--- Start of DATA ENTRIES ---

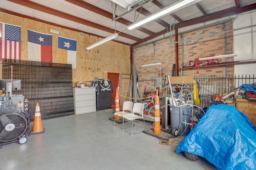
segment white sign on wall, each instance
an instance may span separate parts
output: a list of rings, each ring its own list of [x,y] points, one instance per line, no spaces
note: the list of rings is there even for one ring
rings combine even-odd
[[[50,33],[54,33],[55,34],[60,34],[60,31],[58,31],[58,30],[56,30],[55,29],[50,29]]]

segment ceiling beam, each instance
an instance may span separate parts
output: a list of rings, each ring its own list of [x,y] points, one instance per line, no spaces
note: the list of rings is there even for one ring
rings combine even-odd
[[[115,31],[115,30],[111,28],[102,26],[100,24],[91,22],[90,21],[84,20],[81,18],[77,17],[75,16],[70,15],[68,14],[62,12],[58,11],[57,10],[45,6],[44,6],[40,4],[37,4],[32,1],[28,0],[8,0],[9,1],[12,2],[16,4],[19,4],[24,6],[26,6],[38,11],[42,11],[51,15],[57,16],[59,17],[73,21],[82,24],[88,25],[88,26],[93,27],[95,28],[101,29],[106,32],[114,33]],[[117,32],[118,33],[118,32]],[[120,32],[118,33],[118,35],[127,38],[129,39],[138,41],[141,40],[140,39],[135,37],[134,36],[126,34],[124,33]]]
[[[226,10],[223,10],[220,12],[219,12],[208,15],[206,17],[202,16],[202,17],[198,17],[197,18],[185,21],[183,23],[177,23],[175,25],[175,28],[179,28],[189,25],[192,25],[209,21],[226,16],[230,16],[232,15],[238,14],[242,12],[249,11],[255,9],[256,9],[256,3],[239,8],[237,8],[236,7],[232,7],[227,9]],[[170,28],[169,30],[170,30]],[[140,41],[138,41],[134,44],[131,44],[130,45],[130,48],[132,48],[136,45],[142,44],[143,43],[156,38],[158,36],[165,34],[167,32],[167,31],[165,29],[158,33],[156,33],[152,36],[148,37],[145,39],[142,39]]]
[[[113,19],[113,14],[108,12],[107,11],[105,11],[104,10],[102,10],[98,7],[97,7],[96,6],[92,5],[90,4],[89,4],[88,2],[86,2],[82,0],[65,0],[65,1],[68,2],[72,4],[74,4],[75,5],[77,5],[80,7],[83,8],[84,9],[86,9],[86,10],[88,10],[90,11],[92,11],[100,15],[102,15],[108,18],[111,19]],[[117,17],[118,16],[116,16],[116,17]],[[125,20],[122,18],[118,18],[116,20],[116,21],[120,23],[122,23],[123,24],[128,25],[129,24],[131,24],[133,23],[132,22],[130,22],[130,21]],[[142,32],[143,32],[144,33],[146,33],[147,34],[148,34],[150,35],[152,35],[154,34],[154,32],[150,31],[147,29],[143,28],[142,27],[140,27],[136,28],[136,29]]]
[[[161,9],[164,8],[166,7],[165,6],[164,6],[162,4],[161,4],[160,2],[159,2],[156,0],[154,0],[152,2],[153,3],[154,3],[155,5],[156,5],[156,6],[159,7]],[[175,19],[175,20],[178,21],[180,23],[181,23],[184,22],[183,20],[182,20],[182,19],[180,18],[179,17],[178,17],[178,16],[177,16],[176,15],[174,14],[171,13],[171,14],[170,14],[169,15],[170,15],[171,16],[172,16],[172,18],[173,18],[174,19]]]
[[[14,16],[18,16],[20,17],[21,17],[21,18],[27,18],[27,19],[30,19],[30,20],[34,20],[34,21],[38,21],[38,22],[42,22],[42,23],[46,23],[46,24],[47,24],[51,25],[52,25],[56,26],[56,27],[60,27],[60,28],[64,28],[65,29],[69,29],[69,30],[70,30],[74,31],[78,31],[78,32],[82,32],[83,33],[86,33],[86,34],[87,35],[92,35],[92,36],[95,36],[95,37],[100,37],[102,38],[105,38],[104,37],[99,36],[98,35],[96,35],[96,34],[92,34],[92,33],[88,33],[87,32],[85,32],[85,31],[83,31],[80,30],[80,29],[74,29],[74,28],[71,28],[70,27],[66,27],[65,26],[61,25],[60,25],[57,24],[56,24],[55,23],[53,23],[52,22],[49,22],[48,21],[45,21],[44,20],[40,20],[40,19],[39,19],[38,18],[34,18],[34,17],[30,17],[30,16],[26,16],[26,15],[25,15],[22,14],[20,14],[17,13],[16,12],[12,12],[12,11],[9,11],[8,10],[5,10],[5,9],[3,9],[3,8],[0,8],[0,12],[4,12],[4,13],[6,13],[6,14],[9,14],[13,15],[14,15]],[[122,42],[119,41],[116,41],[116,40],[112,40],[111,41],[115,41],[115,42],[116,42],[117,43],[121,43],[122,44],[125,44],[125,45],[130,45],[130,44],[128,44],[127,43],[123,43]]]
[[[198,9],[200,10],[200,11],[201,11],[201,12],[203,13],[203,14],[204,14],[204,16],[206,17],[206,16],[207,16],[207,14],[205,12],[205,11],[204,10],[204,9],[202,7],[201,5],[200,5],[198,2],[196,3],[196,6],[197,6],[197,8],[198,8]]]
[[[235,2],[236,2],[236,6],[237,8],[240,8],[240,2],[239,2],[239,0],[235,0]]]
[[[149,16],[152,14],[149,11],[148,11],[145,8],[144,8],[142,7],[141,7],[140,8],[138,8],[137,9],[137,11],[140,12],[140,13],[144,15],[145,16]],[[160,19],[158,19],[154,20],[154,21],[156,22],[157,23],[161,25],[164,27],[170,27],[170,24]]]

--- End of DATA ENTRIES ---

(TO BE DONE): Gather every line of the data above that contains the word "each", matching case exactly. Copy those lines in full.

(RIGHT ANSWER):
segment white sign on wall, each instance
output: a list of rings, each ring its own list of [x,y] points, one instance per line, no spaces
segment ceiling beam, each instance
output: a list of rings, each ring its own list of [x,y] points, one instance per line, no spaces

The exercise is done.